● Reading text:
§ §
Exercise - Design and implement a Type 1 slowly changing dimension with mapping data flows

Completed

In this exercise, you create a Data flow for a Type 1 SCD using Azure Synapse dedicated SQL pool as the source and destination. This data flow could then be added to a Synapse Pipeline and run as part of the extract, transform, load (ETL) process.

Setup source and dimension table

For this exercise you want to load a dimension table in Azure Synapse from source data that could be from many different system types, such as Azure SQL, Azure storage, etc. For this example you keep it simple by creating the source data in your Azure Synapse database.

  1. From Synapse Studio, navigate to the Data hub.

    Data hub.

  2. Select the Workspace tab (1), expand Databases, then right-click on SQLPool01 (2). Select New SQL script (3), then select Empty script (4).

    The data hub is displayed with the context menus to create a new SQL script.

  3. Paste the following script into the empty script window, then select Run or hit F5 to execute the query:

    CREATE TABLE [dbo].[CustomerSource] (
        [CustomerID] [int] NOT NULL,
        [Title] [nvarchar](8),
        [FirstName] [nvarchar](50),
        [MiddleName] [nvarchar](50),
        [LastName] [nvarchar](50),
        [Suffix] [nvarchar](10),
        [CompanyName] [nvarchar](128),
        [SalesPerson] [nvarchar](256),
        [EmailAddress] [nvarchar](50),
        [Phone] [nvarchar](25)
    ) WITH ( HEAP )
    
    COPY INTO [dbo].[CustomerSource]
    FROM 'https://solliancepublicdata.blob.core.windows.net/dataengineering/dp-203/awdata/CustomerSource.csv'
    WITH (
        FILE_TYPE='CSV',
        FIELDTERMINATOR='|',
        FIELDQUOTE='',
        ROWTERMINATOR='0x0a',
        ENCODING = 'UTF16'
    )
    
    CREATE TABLE dbo.[DimCustomer](
        [CustomerID] [int] NOT NULL,
        [Title] [nvarchar](8) NULL,
        [FirstName] [nvarchar](50) NOT NULL,
        [MiddleName] [nvarchar](50) NULL,
        [LastName] [nvarchar](50) NOT NULL,
        [Suffix] [nvarchar](10) NULL,
        [CompanyName] [nvarchar](128) NULL,
        [SalesPerson] [nvarchar](256) NULL,
        [EmailAddress] [nvarchar](50) NULL,
        [Phone] [nvarchar](25) NULL,
        [InsertedDate] [datetime] NOT NULL,
        [ModifiedDate] [datetime] NOT NULL,
        [HashKey] [char](64)
    )
    WITH
    (
        DISTRIBUTION = REPLICATE,
        CLUSTERED COLUMNSTORE INDEX
    )
    

    The script and Run button are both highlighted.

Create a mapping data flow

Mapping Data flows are pipeline activities that provide a visual way of specifying how to transform data, through a code-free experience. Next you will create a mapping data flow to create a Type 1 SCD.
§ §
● Data entries:

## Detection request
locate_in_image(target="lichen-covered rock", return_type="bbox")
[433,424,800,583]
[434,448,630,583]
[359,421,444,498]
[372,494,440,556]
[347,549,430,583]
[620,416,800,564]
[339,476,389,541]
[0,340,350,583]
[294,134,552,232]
§ §
● Stated exercise 1: In the exercise text, why is the source data created in the Azure Synapse database itself? Answer in one to three sentences.
● Stated exercise 2: From the exercise text, copy the passage from "Exercise - Design" up to and including "Azure Synapse database.".

● Complete output 1: The source data for the dimension table could come from many different kinds of systems, such as Azure SQL or Azure storage. The exercise creates it in the Azure Synapse database to keep the example simple.

● Complete output 2:
Exercise - Design and implement a Type 1 slowly changing dimension with mapping data flows

Completed

In this exercise, you create a Data flow for a Type 1 SCD using Azure Synapse dedicated SQL pool as the source and destination. This data flow could then be added to a Synapse Pipeline and run as part of the extract, transform, load (ETL) process.

Setup source and dimension table

For this exercise you want to load a dimension table in Azure Synapse from source data that could be from many different system types, such as Azure SQL, Azure storage, etc. For this example you keep it simple by creating the source data in your Azure Synapse database.